Send back all the data below, exactly as given.

......

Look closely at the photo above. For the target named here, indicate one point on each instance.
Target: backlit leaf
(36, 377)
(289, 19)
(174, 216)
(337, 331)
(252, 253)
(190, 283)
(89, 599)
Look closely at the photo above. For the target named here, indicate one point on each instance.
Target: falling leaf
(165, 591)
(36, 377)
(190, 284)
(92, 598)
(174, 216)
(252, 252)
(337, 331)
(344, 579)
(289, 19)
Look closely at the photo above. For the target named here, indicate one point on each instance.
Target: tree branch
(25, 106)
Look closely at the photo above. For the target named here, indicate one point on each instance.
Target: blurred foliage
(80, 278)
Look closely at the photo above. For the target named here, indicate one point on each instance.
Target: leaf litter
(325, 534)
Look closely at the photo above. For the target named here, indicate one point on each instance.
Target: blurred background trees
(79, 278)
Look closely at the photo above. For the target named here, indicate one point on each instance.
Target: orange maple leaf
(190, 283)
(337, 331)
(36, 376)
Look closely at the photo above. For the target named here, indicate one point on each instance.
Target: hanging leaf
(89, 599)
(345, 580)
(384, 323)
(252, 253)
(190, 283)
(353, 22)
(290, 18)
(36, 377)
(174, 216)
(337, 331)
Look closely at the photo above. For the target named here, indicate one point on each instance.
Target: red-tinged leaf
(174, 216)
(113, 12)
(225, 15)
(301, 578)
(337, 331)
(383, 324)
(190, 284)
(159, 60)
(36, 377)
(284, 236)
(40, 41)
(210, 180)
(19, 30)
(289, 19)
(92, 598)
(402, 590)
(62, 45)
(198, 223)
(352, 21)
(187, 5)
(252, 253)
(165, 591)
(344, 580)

......

▶ Task output
Look closely at the photo above. For the target named here, indicate one point on each instance.
Target: backlit leaf
(36, 377)
(289, 19)
(174, 216)
(337, 331)
(252, 253)
(190, 283)
(89, 599)
Look closely at the photo above. For the target named here, indicate one point on each instance.
Target: falling leaf
(165, 591)
(36, 377)
(190, 284)
(92, 598)
(174, 216)
(252, 252)
(337, 331)
(344, 579)
(289, 19)
Look closely at the photo above. For the target named here, indicate one point on each instance.
Target: tree branch
(25, 106)
Look closely at the photo above. For the target named here, indicate one point on each instance.
Target: blurred foliage
(80, 278)
Look closely at the photo above. For the target named here, indicate one point on each instance.
Target: leaf litter
(325, 534)
Look closely at the photo above. For the target named here, indicate one point on each instance.
Target: blurred background trees
(79, 278)
Look closely at the photo above. For the target named here, indicate one point on each instance.
Target: orange maple leaf
(190, 283)
(337, 331)
(36, 376)
Look closely at the photo above. For the target named here, indicate one point on each instance.
Target: hanging leaf
(89, 599)
(345, 580)
(384, 323)
(252, 253)
(190, 283)
(353, 22)
(290, 18)
(36, 377)
(174, 216)
(337, 331)
Look closely at the photo above. For the target named here, indicate one point on each instance.
Target: red-tinged leaf
(174, 216)
(113, 12)
(225, 15)
(301, 578)
(337, 331)
(383, 324)
(190, 284)
(159, 60)
(36, 377)
(284, 236)
(40, 41)
(210, 180)
(19, 30)
(289, 19)
(92, 598)
(402, 590)
(62, 45)
(198, 223)
(352, 21)
(187, 5)
(252, 253)
(165, 591)
(344, 580)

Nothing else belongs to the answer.